EXERCISE REQUIREMENTS: Reproduce verbatim the passage of the music blog excerpt between "18 August 2019" and "2009 novel, Numbers.", inclusive.

Even though this is the only Run the Jewels' track I ever studied, I think it's safe to say that they're one of the more conscious and introspective acts out there.  And they also seem to be pretty famous, considering that they performed this selfsame song on The Late Show with Stephen Colbert on the date of 25 April 2018.  However given the themes which currently dominate popular rap music, I think it's safe to presume that they may never be one of the top acts in the industry.

18 August 2019

"Dana Dane with Fame" by Dana Dane (1987)

Dana Dane with Fame is the title song off of Dana Dane's debut album, which was released by Profile Records on 22 May 1987.  A friend of mine was recently enjoying the track, so I decided to do a bit of research on it.

A picture of Dana Dane taken in 2005.  At the time he would have been about 40-years old.


Dana Dane is an old-school rapper, whom I think it's safe to say that few of the new generation of hip-hop fans are familiar with.  In fact he is considered to be the first-solo rapper from Brooklyn to really blow up.

He used to run with his better-known partner, Slick Rick, as part of the Kangol Crew.  Indeed fans of these two artists have noticed that their styles are quite similar, with Dane even being recognized as a protege of Rick's.

The cover to Dana Dane's 2009 novel, Numbers.
Despite apparently falling out of the rap game a while back, Dana Dane has been busy in other endeavors, such as writing a deadass novel back in 2009 which, according to Amazon and Goodreads, isn't half bad.

RECORD SET:
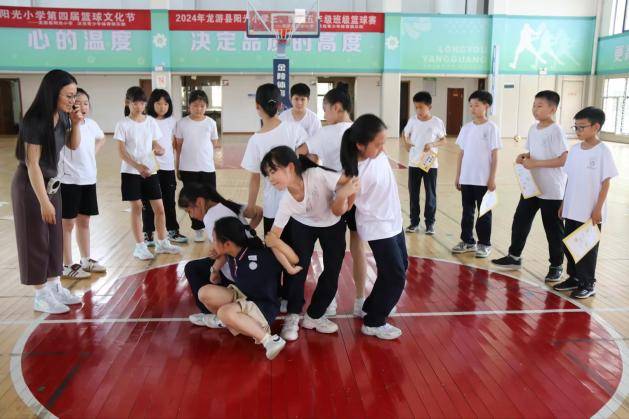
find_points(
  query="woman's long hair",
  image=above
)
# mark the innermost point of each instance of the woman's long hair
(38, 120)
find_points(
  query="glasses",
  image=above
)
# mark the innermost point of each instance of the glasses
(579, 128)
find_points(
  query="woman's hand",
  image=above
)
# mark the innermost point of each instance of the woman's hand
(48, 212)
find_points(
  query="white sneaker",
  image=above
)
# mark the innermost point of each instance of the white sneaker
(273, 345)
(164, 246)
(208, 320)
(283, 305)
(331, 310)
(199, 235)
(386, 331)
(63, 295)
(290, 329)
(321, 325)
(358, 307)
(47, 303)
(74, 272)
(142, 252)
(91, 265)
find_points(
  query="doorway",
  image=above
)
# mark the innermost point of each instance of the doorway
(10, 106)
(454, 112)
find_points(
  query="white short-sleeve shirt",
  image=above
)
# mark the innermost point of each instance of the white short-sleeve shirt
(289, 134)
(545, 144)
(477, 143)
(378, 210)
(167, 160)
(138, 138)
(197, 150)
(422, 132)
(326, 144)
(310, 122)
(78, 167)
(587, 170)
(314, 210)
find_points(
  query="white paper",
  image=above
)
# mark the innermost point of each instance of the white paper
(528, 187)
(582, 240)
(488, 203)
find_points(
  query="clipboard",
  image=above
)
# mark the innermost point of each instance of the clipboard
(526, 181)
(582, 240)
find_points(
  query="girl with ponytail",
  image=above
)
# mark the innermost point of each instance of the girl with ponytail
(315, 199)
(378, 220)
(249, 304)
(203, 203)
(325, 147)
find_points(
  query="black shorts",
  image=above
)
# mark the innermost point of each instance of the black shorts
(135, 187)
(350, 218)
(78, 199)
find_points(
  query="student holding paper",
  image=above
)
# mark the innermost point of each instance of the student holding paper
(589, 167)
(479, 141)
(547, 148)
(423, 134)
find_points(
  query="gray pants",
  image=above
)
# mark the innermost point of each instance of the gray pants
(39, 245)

...

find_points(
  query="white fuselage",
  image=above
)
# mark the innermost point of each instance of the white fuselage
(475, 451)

...

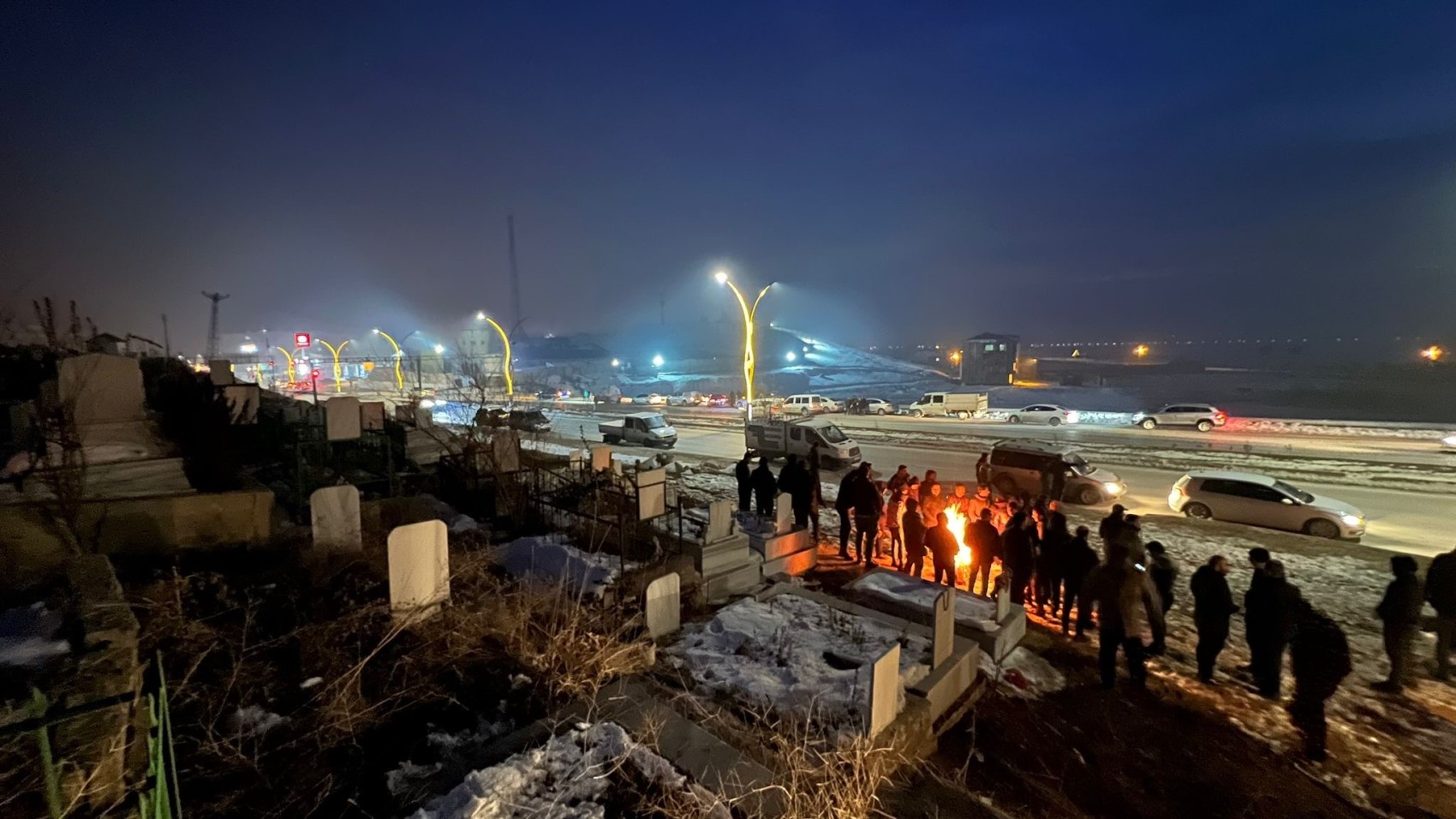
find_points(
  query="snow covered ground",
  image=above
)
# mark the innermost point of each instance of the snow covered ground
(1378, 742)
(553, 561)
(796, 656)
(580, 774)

WRITTEN SOLUTION:
18 August 2019

"Dana Dane with Fame" by Dana Dane (1987)

Dana Dane with Fame is the title song off of Dana Dane's debut album, which was released by Profile Records on 22 May 1987.  A friend of mine was recently enjoying the track, so I decided to do a bit of research on it.

A picture of Dana Dane taken in 2005.  At the time he would have been about 40-years old.


Dana Dane is an old-school rapper, whom I think it's safe to say that few of the new generation of hip-hop fans are familiar with.  In fact he is considered to be the first-solo rapper from Brooklyn to really blow up.

He used to run with his better-known partner, Slick Rick, as part of the Kangol Crew.  Indeed fans of these two artists have noticed that their styles are quite similar, with Dane even being recognized as a protege of Rick's.

The cover to Dana Dane's 2009 novel, Numbers.